▶ EXERCISE:
Using the entries below, quote exactly the span of lines that begins with the line containing "spot the grey backsplash" and ends with the final line.

▶ Stored items:
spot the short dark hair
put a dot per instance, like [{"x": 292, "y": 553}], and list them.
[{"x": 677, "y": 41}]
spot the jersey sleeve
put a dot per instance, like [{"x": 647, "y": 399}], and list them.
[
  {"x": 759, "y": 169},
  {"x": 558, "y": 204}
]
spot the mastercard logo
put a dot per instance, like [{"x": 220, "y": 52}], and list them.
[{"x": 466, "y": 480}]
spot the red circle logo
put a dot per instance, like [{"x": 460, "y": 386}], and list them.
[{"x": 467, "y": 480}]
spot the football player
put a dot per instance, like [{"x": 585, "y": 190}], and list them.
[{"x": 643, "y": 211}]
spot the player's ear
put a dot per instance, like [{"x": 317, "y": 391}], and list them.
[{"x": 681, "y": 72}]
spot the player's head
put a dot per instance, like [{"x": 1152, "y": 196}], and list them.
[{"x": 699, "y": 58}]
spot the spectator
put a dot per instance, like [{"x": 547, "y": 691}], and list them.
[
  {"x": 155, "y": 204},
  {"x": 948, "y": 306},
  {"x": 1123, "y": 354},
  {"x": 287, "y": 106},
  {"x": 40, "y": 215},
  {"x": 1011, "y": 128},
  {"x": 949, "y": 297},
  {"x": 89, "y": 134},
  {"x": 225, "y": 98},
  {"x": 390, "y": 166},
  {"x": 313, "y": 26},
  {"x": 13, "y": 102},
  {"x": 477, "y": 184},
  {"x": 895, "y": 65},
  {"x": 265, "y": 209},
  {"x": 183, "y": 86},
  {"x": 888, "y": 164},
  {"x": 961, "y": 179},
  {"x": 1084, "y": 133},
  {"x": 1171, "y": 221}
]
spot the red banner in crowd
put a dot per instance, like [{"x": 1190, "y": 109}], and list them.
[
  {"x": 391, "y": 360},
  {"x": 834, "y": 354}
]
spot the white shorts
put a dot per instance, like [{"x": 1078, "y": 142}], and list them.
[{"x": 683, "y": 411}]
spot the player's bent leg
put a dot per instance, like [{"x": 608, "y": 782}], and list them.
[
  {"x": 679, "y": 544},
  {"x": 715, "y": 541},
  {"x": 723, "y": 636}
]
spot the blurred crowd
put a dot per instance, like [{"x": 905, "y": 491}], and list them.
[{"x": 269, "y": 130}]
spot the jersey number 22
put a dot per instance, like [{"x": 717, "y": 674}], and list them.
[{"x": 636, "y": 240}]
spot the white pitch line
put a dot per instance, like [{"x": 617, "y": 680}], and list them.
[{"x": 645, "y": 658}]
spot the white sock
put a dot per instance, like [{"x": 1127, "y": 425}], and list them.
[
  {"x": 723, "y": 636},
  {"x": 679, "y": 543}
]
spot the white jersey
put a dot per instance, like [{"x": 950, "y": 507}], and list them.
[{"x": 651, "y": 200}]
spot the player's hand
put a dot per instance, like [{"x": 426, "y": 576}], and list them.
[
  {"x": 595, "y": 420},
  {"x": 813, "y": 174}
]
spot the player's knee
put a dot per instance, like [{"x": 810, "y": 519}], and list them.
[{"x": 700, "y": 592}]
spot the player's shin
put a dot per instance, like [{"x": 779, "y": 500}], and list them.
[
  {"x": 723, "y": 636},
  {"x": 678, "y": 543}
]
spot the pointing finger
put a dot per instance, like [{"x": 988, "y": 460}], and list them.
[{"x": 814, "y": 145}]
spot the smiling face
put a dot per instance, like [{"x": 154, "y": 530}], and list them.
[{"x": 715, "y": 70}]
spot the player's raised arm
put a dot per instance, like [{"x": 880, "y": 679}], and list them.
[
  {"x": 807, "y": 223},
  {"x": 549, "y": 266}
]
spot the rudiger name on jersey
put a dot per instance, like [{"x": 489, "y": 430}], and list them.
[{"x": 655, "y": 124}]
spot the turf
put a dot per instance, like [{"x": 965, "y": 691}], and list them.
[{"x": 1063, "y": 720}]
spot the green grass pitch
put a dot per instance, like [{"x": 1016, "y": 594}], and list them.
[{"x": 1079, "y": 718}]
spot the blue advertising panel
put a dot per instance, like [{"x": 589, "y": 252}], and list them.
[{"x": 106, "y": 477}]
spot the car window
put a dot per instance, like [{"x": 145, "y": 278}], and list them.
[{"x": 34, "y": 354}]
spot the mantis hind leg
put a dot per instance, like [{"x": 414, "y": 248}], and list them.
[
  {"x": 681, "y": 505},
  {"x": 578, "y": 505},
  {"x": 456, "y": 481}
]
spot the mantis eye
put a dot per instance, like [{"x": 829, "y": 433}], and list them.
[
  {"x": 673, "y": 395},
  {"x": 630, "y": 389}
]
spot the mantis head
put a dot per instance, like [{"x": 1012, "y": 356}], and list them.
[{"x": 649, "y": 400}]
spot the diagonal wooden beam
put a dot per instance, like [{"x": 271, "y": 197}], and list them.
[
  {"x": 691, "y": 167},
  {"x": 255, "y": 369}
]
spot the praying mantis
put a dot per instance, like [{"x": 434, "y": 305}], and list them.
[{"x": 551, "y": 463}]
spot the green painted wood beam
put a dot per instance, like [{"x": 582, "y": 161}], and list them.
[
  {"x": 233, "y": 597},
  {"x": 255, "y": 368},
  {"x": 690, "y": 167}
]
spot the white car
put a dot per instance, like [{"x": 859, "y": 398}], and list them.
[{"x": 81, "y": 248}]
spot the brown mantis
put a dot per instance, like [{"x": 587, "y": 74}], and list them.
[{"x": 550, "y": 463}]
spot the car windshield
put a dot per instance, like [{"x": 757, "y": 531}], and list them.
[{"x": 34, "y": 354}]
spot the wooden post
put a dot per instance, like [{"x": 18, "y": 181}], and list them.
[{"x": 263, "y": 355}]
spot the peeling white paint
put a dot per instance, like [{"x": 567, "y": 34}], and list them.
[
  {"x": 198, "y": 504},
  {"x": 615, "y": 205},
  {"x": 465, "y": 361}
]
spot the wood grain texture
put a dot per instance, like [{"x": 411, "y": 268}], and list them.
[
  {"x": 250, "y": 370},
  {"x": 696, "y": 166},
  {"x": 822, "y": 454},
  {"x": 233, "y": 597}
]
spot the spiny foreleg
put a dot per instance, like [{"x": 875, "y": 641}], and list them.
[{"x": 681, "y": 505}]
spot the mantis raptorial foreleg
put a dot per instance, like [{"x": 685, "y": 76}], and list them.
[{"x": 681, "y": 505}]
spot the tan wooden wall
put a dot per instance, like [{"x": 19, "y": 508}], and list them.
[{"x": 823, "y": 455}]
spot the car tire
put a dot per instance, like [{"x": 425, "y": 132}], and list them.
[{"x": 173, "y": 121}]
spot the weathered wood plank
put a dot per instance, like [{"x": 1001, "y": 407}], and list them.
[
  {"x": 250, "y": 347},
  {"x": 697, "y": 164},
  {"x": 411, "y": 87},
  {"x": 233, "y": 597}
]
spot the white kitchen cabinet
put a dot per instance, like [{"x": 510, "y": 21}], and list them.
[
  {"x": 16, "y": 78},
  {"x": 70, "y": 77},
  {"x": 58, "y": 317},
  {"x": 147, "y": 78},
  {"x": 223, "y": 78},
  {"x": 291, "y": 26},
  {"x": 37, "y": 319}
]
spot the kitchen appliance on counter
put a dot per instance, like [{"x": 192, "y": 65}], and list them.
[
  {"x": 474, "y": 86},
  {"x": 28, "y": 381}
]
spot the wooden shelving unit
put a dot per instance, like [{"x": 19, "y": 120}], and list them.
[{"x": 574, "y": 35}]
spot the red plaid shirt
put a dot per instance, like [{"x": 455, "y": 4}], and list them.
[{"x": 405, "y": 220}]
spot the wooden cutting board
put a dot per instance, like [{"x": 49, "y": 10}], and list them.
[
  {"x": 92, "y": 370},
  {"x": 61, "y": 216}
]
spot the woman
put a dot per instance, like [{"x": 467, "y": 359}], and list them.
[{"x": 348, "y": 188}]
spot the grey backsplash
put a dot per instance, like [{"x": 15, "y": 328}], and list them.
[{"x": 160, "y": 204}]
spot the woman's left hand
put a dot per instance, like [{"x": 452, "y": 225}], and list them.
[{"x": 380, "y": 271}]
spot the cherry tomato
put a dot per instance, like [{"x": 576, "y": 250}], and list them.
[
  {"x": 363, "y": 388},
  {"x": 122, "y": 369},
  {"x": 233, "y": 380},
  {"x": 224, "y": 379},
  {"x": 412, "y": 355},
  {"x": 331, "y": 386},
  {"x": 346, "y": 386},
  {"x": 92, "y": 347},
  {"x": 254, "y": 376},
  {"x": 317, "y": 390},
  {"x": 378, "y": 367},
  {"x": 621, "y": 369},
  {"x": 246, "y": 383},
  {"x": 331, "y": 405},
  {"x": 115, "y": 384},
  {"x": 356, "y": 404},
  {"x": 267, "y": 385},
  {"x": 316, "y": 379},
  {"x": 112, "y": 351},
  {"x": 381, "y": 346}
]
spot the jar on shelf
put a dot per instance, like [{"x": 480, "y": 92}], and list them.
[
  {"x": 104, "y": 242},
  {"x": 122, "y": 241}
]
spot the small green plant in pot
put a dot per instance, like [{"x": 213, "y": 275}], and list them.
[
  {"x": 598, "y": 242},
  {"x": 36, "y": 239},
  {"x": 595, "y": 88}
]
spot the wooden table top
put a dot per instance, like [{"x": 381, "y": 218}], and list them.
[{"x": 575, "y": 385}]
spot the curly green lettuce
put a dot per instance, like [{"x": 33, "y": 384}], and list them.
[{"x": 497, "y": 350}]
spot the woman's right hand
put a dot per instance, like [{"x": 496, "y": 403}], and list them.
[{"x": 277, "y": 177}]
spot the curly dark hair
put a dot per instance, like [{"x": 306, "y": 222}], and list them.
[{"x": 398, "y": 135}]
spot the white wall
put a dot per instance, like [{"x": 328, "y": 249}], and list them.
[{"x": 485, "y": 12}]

▶ FULL OUTPUT:
spot the grey backsplash
put a dot per instance, like [{"x": 15, "y": 328}], and list them.
[{"x": 160, "y": 204}]
spot the woman's left hand
put a dot per instance, like [{"x": 452, "y": 225}], and list them.
[{"x": 380, "y": 271}]
spot the cherry tomato
put a dot per instance, like [{"x": 576, "y": 250}], and list them.
[
  {"x": 363, "y": 388},
  {"x": 122, "y": 369},
  {"x": 233, "y": 380},
  {"x": 224, "y": 379},
  {"x": 412, "y": 355},
  {"x": 331, "y": 386},
  {"x": 346, "y": 386},
  {"x": 92, "y": 347},
  {"x": 254, "y": 376},
  {"x": 317, "y": 390},
  {"x": 378, "y": 367},
  {"x": 621, "y": 369},
  {"x": 246, "y": 383},
  {"x": 331, "y": 405},
  {"x": 115, "y": 384},
  {"x": 356, "y": 404},
  {"x": 267, "y": 385},
  {"x": 316, "y": 379},
  {"x": 112, "y": 351},
  {"x": 381, "y": 346}
]
spot the jar on shelf
put a dot per instance, like [{"x": 480, "y": 92}], and list them.
[
  {"x": 104, "y": 242},
  {"x": 122, "y": 241}
]
spot the small green plant in pot
put a dot per instance, like [{"x": 213, "y": 275}], and list them.
[
  {"x": 598, "y": 242},
  {"x": 36, "y": 239},
  {"x": 595, "y": 88}
]
spot the wooden table top
put a dot per instance, like [{"x": 381, "y": 218}], and list them.
[{"x": 575, "y": 385}]
spot the curly green lettuce
put a dot per instance, like [{"x": 33, "y": 384}], and list them.
[{"x": 497, "y": 350}]
spot the woman's right hand
put a dot per instance, like [{"x": 496, "y": 403}], and list them.
[{"x": 277, "y": 177}]
spot the curly dark hair
put a dot per instance, like [{"x": 306, "y": 222}], and list them.
[{"x": 398, "y": 135}]
spot the white wall
put a dot per instance, like [{"x": 328, "y": 249}], and list them.
[{"x": 485, "y": 12}]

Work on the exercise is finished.